* **What you will do**: Copy out the stretch of lines from the one containing "Kindly outline every instance of the trimmed" through the one containing "[[0, 334], [72, 331], [385, 266], [350, 260], [0, 255]]", including both ends and the requests, and no other lines. Scale every vertex coordinate in the answers by 1.55, rounding to whole numbers with halves going up, and leave the requests and their format samples unchanged.
--- start Dataset extract ---
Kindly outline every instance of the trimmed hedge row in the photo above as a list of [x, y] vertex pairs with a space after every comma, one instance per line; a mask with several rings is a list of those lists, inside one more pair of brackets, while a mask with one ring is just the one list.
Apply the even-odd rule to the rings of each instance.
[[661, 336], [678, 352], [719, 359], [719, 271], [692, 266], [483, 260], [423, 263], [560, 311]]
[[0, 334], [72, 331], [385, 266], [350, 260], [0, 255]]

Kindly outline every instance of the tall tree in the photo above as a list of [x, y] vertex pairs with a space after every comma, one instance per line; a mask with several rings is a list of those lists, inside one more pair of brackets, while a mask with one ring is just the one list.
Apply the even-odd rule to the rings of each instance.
--- end Dataset extract ---
--- start Dataset extract ---
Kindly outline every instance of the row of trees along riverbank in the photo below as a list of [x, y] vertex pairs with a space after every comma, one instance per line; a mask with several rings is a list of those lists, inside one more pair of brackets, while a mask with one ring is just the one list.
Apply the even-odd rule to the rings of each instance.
--- end Dataset extract ---
--- start Dataset extract ---
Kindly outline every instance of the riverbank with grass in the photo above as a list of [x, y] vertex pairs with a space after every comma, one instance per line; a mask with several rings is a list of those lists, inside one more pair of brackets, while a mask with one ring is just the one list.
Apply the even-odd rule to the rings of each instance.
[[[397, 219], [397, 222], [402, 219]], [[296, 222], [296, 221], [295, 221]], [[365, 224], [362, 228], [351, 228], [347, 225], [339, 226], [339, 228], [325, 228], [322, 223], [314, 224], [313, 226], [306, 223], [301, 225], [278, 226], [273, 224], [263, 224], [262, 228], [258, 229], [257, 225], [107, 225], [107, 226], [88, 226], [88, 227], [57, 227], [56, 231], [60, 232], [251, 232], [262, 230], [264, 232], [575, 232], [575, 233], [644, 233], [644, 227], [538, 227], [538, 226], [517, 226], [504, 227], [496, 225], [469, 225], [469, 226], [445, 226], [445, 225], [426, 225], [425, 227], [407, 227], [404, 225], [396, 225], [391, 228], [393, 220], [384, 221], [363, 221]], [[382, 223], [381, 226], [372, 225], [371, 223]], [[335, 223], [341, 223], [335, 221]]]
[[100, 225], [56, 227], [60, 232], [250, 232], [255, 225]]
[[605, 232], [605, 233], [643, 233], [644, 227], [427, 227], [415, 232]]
--- end Dataset extract ---
* **Result for this task**:
Kindly outline every instance of the trimmed hedge row in the photo above as a list of [x, y] vertex pairs with a space after every comma, one instance per line; a mask with several rings is a list of those lists, inside one more pair of brackets, while a mask with one ring is just the one list.
Apply the even-odd rule to the rings of each instance.
[[1025, 521], [1051, 546], [1114, 556], [1114, 420], [1073, 412], [749, 403], [656, 408], [868, 482]]
[[0, 518], [112, 513], [597, 412], [543, 403], [0, 395]]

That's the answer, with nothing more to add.